### Object point labels

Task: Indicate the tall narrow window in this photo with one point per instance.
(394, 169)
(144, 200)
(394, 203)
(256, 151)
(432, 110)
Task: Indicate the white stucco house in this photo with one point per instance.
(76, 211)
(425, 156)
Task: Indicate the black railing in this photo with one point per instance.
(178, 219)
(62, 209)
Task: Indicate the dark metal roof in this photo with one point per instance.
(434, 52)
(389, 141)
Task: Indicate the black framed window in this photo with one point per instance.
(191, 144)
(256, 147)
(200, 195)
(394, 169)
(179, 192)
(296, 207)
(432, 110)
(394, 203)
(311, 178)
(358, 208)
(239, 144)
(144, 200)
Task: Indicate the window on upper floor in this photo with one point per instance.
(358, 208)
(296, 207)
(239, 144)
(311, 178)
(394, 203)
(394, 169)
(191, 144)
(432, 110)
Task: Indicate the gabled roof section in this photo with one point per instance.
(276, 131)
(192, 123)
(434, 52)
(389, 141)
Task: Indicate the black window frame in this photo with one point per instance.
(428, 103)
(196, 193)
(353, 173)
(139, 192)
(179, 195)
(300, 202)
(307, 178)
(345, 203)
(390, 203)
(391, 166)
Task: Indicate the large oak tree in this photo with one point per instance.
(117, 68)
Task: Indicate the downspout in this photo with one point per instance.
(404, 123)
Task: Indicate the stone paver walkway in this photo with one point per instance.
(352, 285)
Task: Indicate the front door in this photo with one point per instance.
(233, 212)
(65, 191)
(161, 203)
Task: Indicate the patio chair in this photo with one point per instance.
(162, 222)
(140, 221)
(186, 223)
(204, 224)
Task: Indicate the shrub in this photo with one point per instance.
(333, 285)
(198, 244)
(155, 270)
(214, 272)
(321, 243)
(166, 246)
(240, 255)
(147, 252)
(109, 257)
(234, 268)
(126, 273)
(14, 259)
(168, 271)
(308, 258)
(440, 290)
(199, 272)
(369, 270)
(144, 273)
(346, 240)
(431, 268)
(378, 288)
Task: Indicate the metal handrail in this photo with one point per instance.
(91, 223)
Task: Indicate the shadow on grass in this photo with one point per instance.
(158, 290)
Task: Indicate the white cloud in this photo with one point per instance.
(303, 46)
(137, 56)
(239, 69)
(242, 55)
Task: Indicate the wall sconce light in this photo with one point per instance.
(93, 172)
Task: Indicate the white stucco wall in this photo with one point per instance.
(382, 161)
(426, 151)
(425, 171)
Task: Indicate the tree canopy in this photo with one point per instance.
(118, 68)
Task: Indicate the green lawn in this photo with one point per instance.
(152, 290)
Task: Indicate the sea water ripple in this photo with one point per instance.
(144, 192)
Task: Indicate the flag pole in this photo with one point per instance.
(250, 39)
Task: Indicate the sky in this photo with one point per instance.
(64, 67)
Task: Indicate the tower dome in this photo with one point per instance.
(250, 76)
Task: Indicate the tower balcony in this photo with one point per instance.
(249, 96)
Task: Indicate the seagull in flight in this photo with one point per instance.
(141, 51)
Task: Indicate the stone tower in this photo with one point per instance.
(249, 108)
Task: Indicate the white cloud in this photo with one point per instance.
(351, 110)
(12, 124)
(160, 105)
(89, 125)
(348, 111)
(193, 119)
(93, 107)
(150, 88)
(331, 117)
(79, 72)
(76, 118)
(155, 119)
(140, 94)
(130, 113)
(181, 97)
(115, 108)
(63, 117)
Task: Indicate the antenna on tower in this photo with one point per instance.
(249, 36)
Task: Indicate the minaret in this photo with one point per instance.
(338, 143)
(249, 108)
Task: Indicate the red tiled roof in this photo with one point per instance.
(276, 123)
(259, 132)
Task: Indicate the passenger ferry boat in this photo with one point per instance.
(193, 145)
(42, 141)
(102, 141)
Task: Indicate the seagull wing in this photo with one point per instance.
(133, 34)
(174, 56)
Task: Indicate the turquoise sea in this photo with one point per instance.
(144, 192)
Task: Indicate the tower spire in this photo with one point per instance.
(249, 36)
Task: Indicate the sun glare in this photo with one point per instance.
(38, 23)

...

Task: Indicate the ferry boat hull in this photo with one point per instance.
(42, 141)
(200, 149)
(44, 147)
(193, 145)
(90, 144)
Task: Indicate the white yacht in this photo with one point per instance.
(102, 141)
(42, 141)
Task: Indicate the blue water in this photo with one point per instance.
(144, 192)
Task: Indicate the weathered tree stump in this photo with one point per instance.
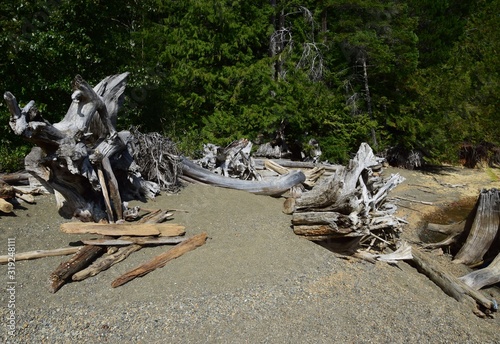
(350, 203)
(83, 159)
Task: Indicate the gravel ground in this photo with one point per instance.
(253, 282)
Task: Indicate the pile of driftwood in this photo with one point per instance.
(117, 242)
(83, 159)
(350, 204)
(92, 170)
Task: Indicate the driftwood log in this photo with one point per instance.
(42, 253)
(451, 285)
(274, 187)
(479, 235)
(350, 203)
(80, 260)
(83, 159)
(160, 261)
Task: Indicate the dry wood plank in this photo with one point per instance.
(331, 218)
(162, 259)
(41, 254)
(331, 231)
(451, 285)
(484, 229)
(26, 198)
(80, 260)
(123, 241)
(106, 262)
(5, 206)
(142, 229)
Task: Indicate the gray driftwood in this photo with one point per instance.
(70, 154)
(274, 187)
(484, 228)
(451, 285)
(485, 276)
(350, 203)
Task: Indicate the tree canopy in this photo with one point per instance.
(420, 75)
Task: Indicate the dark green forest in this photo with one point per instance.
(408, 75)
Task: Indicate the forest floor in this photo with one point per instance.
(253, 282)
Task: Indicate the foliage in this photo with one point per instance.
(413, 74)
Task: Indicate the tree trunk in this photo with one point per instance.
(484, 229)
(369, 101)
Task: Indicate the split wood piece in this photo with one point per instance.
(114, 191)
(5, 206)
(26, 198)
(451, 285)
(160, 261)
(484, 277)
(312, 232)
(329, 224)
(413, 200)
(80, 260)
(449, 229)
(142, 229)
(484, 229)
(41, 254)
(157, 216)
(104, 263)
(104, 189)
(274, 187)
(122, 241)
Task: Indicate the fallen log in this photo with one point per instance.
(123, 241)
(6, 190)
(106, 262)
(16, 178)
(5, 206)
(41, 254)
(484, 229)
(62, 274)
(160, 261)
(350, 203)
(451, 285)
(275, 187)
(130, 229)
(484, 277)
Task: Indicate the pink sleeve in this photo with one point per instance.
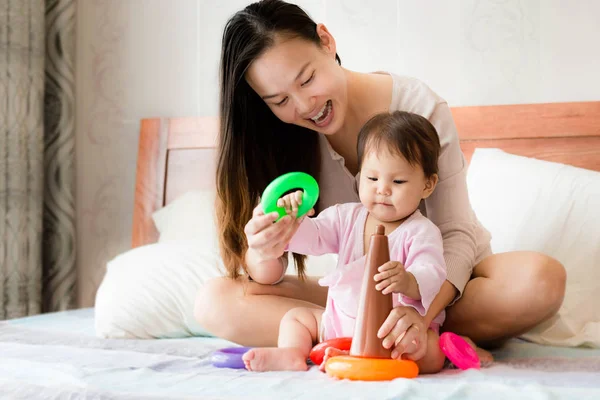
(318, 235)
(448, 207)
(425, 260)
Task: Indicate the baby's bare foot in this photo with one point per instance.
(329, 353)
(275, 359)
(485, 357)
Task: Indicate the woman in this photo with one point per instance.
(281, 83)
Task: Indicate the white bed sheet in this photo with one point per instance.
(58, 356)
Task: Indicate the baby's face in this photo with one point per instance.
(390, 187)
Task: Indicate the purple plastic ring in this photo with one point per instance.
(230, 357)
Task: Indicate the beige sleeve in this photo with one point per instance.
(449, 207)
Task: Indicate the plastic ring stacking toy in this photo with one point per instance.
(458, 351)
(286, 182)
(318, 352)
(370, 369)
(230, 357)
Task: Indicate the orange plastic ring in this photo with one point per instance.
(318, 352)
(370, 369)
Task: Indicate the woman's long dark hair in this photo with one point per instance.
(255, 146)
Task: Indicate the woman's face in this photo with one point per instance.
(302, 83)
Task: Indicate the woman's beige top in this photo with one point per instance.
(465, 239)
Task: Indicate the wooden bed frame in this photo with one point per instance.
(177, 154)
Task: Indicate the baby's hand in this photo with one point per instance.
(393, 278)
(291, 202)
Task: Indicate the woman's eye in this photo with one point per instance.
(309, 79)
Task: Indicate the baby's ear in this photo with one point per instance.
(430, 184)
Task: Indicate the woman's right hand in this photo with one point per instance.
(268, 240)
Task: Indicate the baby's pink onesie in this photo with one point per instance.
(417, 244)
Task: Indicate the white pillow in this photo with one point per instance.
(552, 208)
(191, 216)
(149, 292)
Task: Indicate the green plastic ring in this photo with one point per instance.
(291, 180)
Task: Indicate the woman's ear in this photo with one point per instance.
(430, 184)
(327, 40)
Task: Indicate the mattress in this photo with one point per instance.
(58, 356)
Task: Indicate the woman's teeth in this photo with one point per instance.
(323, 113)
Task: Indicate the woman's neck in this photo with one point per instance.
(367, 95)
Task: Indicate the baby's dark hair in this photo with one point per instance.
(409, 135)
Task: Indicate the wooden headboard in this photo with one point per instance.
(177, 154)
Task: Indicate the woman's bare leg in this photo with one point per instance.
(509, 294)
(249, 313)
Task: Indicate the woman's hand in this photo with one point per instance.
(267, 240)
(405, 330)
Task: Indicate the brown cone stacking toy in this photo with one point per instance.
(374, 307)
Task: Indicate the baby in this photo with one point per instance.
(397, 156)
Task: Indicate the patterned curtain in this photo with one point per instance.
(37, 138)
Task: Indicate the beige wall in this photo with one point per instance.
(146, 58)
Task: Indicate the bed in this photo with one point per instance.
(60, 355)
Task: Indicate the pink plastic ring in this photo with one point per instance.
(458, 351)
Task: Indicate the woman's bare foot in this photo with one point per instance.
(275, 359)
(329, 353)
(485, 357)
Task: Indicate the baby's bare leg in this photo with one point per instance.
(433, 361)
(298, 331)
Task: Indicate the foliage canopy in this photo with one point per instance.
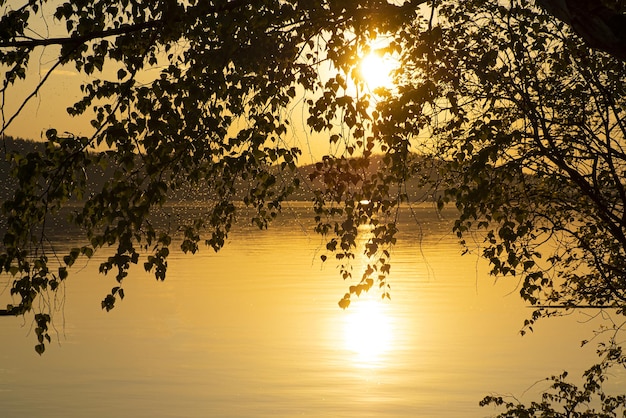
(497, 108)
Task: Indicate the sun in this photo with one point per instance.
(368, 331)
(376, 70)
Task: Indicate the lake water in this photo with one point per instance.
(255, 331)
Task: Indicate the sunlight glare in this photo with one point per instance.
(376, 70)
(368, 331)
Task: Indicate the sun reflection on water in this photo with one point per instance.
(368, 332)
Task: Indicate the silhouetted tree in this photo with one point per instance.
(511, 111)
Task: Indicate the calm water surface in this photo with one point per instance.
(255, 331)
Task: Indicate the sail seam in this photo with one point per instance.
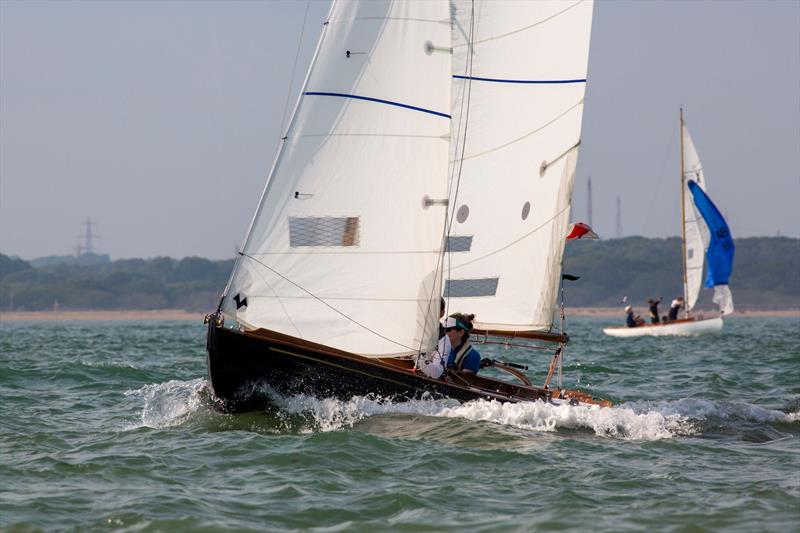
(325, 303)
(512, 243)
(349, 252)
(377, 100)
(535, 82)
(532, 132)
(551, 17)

...

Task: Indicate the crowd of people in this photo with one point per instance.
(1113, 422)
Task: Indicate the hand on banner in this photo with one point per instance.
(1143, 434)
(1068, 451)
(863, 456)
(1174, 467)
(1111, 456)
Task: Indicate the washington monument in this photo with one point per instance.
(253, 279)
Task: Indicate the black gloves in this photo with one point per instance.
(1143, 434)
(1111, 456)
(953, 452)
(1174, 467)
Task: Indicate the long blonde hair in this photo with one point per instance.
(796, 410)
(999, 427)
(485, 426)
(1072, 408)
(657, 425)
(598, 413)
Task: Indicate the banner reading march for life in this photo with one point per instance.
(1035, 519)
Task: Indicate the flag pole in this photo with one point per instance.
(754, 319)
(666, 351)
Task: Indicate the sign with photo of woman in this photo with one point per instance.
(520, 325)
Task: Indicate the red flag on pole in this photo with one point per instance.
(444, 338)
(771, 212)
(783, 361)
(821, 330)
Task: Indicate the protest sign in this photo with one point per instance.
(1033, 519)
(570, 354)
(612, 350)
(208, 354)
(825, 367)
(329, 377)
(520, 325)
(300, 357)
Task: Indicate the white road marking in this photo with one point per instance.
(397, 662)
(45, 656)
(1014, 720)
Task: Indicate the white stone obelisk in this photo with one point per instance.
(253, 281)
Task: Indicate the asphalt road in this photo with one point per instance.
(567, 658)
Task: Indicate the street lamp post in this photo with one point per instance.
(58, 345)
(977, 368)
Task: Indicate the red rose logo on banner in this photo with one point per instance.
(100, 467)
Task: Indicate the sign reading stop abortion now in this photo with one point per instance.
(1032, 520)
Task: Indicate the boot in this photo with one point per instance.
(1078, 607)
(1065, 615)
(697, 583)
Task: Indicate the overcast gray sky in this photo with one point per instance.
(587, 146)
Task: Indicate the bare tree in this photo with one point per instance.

### TASK REQUIREMENTS
Please return every line from the rows above that contains the word "forest", matching case exactly.

### TASK RESULT
Task: Indicate the dark green forest in this photo with one point per instance.
Task: Indicate the forest floor in this photo with one point per instance.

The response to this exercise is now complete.